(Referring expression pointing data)
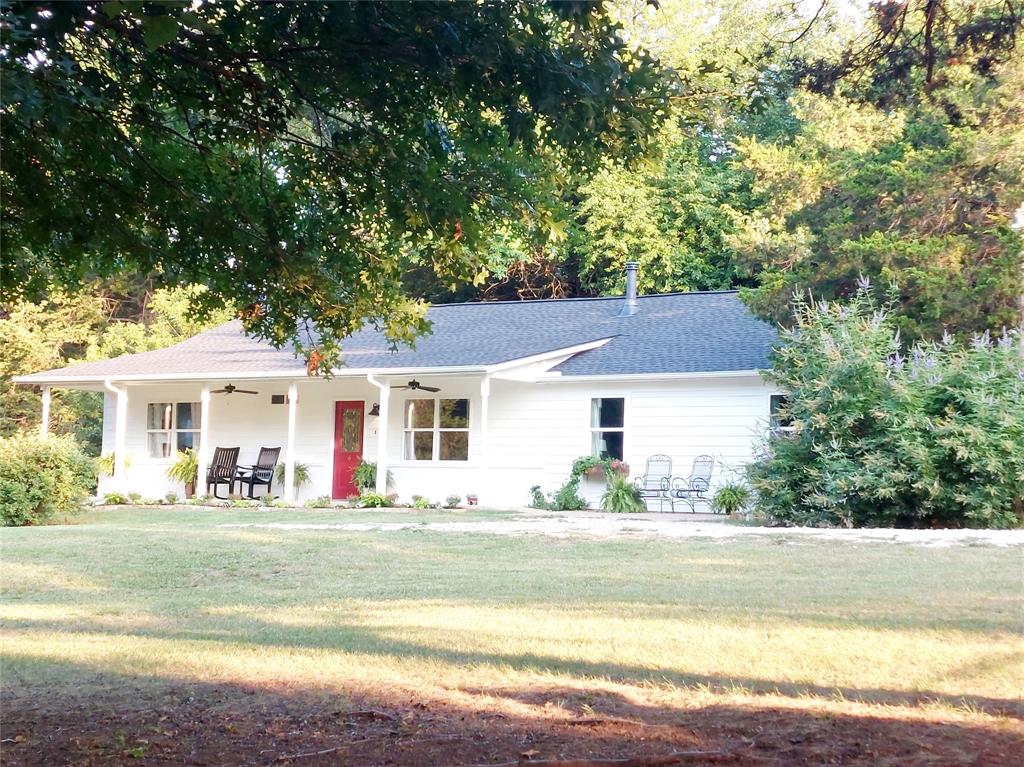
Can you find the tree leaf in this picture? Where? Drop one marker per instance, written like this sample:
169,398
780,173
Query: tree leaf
159,31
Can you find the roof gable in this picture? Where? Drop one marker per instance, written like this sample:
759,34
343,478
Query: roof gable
670,333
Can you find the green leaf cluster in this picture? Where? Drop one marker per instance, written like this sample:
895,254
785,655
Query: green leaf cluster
40,478
887,436
297,158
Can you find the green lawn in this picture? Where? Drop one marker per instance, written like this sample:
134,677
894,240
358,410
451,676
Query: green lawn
144,599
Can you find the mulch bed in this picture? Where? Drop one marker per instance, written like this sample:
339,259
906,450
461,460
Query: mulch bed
217,725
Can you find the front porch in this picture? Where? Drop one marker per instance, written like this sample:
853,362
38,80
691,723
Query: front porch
425,442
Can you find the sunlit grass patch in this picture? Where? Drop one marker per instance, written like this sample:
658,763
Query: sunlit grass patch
154,598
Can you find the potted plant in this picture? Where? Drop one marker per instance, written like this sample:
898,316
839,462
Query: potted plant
730,499
301,474
592,467
185,470
622,497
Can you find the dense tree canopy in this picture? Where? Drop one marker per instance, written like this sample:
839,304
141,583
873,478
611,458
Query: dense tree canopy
104,321
295,157
774,181
345,161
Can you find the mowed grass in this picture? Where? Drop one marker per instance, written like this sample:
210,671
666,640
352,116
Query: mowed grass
144,599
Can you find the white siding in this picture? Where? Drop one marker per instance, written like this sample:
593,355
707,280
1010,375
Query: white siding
536,430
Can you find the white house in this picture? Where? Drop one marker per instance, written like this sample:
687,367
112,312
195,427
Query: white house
499,397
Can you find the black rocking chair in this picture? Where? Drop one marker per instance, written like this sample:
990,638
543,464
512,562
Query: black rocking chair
259,473
692,489
655,479
221,470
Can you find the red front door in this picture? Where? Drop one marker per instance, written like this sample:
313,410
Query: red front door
347,446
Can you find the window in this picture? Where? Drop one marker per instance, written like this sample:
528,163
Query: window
171,427
779,417
607,426
436,430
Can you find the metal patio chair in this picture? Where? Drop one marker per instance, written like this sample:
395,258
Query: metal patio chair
655,480
693,489
259,473
221,470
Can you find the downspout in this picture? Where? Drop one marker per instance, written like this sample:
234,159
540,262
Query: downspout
484,435
120,431
385,394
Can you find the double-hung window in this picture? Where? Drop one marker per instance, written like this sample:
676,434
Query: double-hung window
607,427
436,430
171,427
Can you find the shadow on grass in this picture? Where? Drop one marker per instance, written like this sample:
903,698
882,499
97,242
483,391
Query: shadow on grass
195,722
376,642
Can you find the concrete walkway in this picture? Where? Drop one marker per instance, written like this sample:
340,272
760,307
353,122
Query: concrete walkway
597,524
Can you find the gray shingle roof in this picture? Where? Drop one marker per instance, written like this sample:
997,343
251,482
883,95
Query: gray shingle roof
670,333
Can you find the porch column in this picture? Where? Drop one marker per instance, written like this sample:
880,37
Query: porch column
293,400
44,418
203,454
385,394
484,454
120,432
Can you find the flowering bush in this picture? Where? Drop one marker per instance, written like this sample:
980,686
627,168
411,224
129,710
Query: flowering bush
933,436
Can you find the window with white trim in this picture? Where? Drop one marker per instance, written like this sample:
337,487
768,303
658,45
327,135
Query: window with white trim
436,429
171,427
778,413
607,427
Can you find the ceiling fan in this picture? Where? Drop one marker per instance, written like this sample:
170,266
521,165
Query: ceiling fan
230,389
416,385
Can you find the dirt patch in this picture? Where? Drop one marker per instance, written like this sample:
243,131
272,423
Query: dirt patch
589,524
218,725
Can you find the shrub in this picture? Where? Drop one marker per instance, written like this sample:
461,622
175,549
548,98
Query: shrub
42,477
301,474
185,469
933,436
731,498
365,475
567,498
622,497
374,501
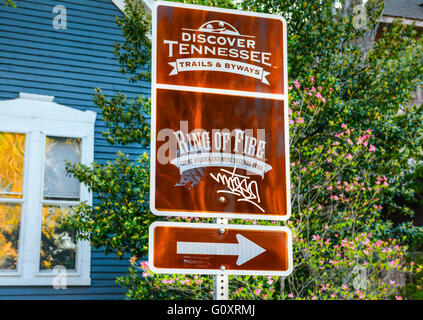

WHAT YOU HAVE TO DO
If pictures appear among the records, do not carry them over; retype the rest exactly.

YOUR RESPONSE
Can you find the tree leaf in this picture? Where? Drop one marker per instance, written like this sample:
169,398
780,173
Query: tree leaf
159,31
Can you find the roof gable in this picture? Where? Drop one marker per instance, written like this sample:
759,34
343,478
Query: roof gable
670,333
Can you find the green leaf cluster in this picture? Where? Drop one marker per instance, written like this sample:
895,254
785,655
Query: green leaf cluster
40,478
887,436
297,158
Can you find the green lawn in this picture? Where? Drop one marker per instance, written like this sample:
134,677
894,240
358,410
451,676
Query: green lawn
144,599
Can you find the mulch bed in this picture? Where? Drop one marker per instance, written like this sample:
339,259
906,450
461,460
Query: mulch bed
217,725
Can you find the front porch in this picture? Where? Drop one marker per instance, written like this sample:
853,362
38,80
691,723
Query: front porch
425,442
Can you find the sunlit grass patch in this picture? Where? Drop one marker per instance, written like this sample:
658,763
Query: sunlit grass patch
154,598
Can you find the potted plant in this picture? Where? Drop one marker per instance, written like this sample:
898,316
839,462
Query: potted plant
730,499
301,474
592,467
185,470
622,497
Can you find the dense tree canopy in this picture? Where? Drop one marker per instance, written like this sample:
839,304
141,583
873,478
611,458
Query: dense tree canopy
104,321
295,157
774,181
345,161
Can you find the mowed grass in this picture? Where? Drop one marker per instance, written like this sample:
210,671
666,640
352,116
Query: mowed grass
144,599
Can you find the white siding in this picture? Where? Drop one marker per instance, written like this sample:
593,355
707,280
1010,375
Query: white siding
536,430
Can you find the white house in this picture? Where? Drop one marker per instance, written like this sample:
687,367
112,312
195,427
Query: white house
499,397
Can you find the black rocking chair in this picture? Where? Drop one marker per instance, written like this sample:
990,638
543,464
512,562
Query: black rocking chair
259,473
692,489
655,479
221,470
Can you find the red front door in this picture? Where? Drop one marker per instance, written like this sample:
313,410
Query: red front door
347,446
Can you find the window in this picture? Where? Drop one marker per instance, written like this sample:
528,163
Query: window
171,427
779,417
607,426
436,430
Can you find the metal patio chair in this picture? Where? Drop one marker per instance, written like this sample:
395,258
Query: metal patio chair
655,480
693,489
259,473
221,470
Can you find the downspout in this picture? Where? Drop one marker per instance, written like this sample:
234,159
540,262
Query: downspout
484,435
120,431
385,394
Can you find the double-hung window in this picture? Where? Drop one marker per instance, written like this sample:
676,434
Query: double-hung window
607,427
436,430
171,427
Can you find the shadow on grass in this picture? Where? Drop one marker per instance, written like this sample:
903,698
882,499
97,242
483,391
Query: shadow on grass
195,722
376,642
Can you find the concrete walkway in this picture? Where? Drop one marker per instance, written like this sample:
340,272
760,307
353,122
Query: concrete walkway
597,524
Can you find the gray shingle roof in this picture? Where? Drop one marker per instance, written like this sample:
997,343
251,482
883,95
Query: gray shingle roof
670,333
Can you find the porch column in this picture? Where? Drop one marker per instance, written like this sample:
880,37
Query: porch column
293,400
44,418
203,454
385,394
484,454
120,432
Can you find the flowering bush in this picture? Where? Drop one marker per instance, written like this sample:
980,686
627,168
411,224
129,710
Query: flowering bush
933,436
Can you find the window with white trim in this picture? Where? Drop one marker per instance, written like this sample:
337,487
768,303
658,45
327,135
Query: window with white trim
436,429
171,427
778,413
607,427
Can you find the ceiling fan in this picture? Where? Drop one marker per instance, written like this sample:
170,266
521,165
Query: ceiling fan
230,389
416,385
Can you find the dirt patch in this picture? Where? Drop one marker per instance, written like this sample:
243,131
272,423
Query: dirt patch
589,524
218,725
Can you find the shrub in this picture? Where? Drop one marker per instance, written like this sample:
461,622
175,549
548,98
Query: shrub
42,477
301,474
185,469
933,436
731,498
365,475
567,498
622,497
374,501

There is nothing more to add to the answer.